> Dataset content
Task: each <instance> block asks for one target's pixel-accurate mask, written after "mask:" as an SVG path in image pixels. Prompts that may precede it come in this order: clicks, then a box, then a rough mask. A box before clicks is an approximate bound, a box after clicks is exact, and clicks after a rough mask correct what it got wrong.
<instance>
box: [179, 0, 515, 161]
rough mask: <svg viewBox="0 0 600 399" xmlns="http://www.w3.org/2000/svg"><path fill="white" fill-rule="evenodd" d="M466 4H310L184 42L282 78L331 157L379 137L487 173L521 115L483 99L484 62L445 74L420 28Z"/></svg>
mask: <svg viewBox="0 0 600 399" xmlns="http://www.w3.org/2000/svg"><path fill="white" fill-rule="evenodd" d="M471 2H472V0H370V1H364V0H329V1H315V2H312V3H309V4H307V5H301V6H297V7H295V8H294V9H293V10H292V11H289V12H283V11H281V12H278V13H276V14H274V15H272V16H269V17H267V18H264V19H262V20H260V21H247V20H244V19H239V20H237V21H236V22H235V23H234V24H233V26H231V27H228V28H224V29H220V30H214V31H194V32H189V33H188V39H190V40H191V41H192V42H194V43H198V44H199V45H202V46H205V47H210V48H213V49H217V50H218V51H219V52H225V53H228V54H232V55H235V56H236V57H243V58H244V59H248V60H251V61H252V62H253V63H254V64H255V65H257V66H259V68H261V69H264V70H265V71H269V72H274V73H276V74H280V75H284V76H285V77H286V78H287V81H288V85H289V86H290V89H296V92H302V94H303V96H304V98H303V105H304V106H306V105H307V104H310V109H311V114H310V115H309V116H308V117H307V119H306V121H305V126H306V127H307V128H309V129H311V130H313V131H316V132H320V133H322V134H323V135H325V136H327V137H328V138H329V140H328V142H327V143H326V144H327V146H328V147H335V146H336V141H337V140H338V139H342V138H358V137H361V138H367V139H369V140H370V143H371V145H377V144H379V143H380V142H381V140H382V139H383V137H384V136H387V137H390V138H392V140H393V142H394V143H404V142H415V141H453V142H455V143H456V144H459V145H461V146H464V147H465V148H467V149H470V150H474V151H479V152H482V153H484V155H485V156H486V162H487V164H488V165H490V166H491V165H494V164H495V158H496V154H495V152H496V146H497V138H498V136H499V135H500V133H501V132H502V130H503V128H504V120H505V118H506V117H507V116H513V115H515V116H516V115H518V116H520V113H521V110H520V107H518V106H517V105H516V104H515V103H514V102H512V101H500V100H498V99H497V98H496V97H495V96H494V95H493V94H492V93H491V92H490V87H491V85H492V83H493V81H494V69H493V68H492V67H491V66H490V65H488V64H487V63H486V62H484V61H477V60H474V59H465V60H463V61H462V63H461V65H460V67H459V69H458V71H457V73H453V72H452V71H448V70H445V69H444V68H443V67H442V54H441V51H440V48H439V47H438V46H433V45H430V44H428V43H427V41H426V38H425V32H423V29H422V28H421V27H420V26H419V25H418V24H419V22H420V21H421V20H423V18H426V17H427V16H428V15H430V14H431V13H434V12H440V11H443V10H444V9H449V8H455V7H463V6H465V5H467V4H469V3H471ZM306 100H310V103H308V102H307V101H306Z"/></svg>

> Assignment
Turn the rows, from their first line through the line containing "rough mask: <svg" (including that line), into a JSON list of strings with one string per line, leaving out any blank lines.

> Task output
[
  "Task: each <instance> block asks for one target's pixel-accurate mask, written after \"mask:\" as an SVG path in image pixels. Prompts that may precede it come in this order: clicks, then a box, then a rough mask. A box before clicks is an approximate bound, a box after clicks is exact, and clicks after a rough mask correct what it got wrong.",
  "<instance>",
  "box: [179, 0, 515, 161]",
  "rough mask: <svg viewBox=\"0 0 600 399\" xmlns=\"http://www.w3.org/2000/svg\"><path fill=\"white\" fill-rule=\"evenodd\" d=\"M466 4H310L184 42L282 78L331 157L379 137L487 173L521 115L483 99L484 62L445 74L420 28Z\"/></svg>"
]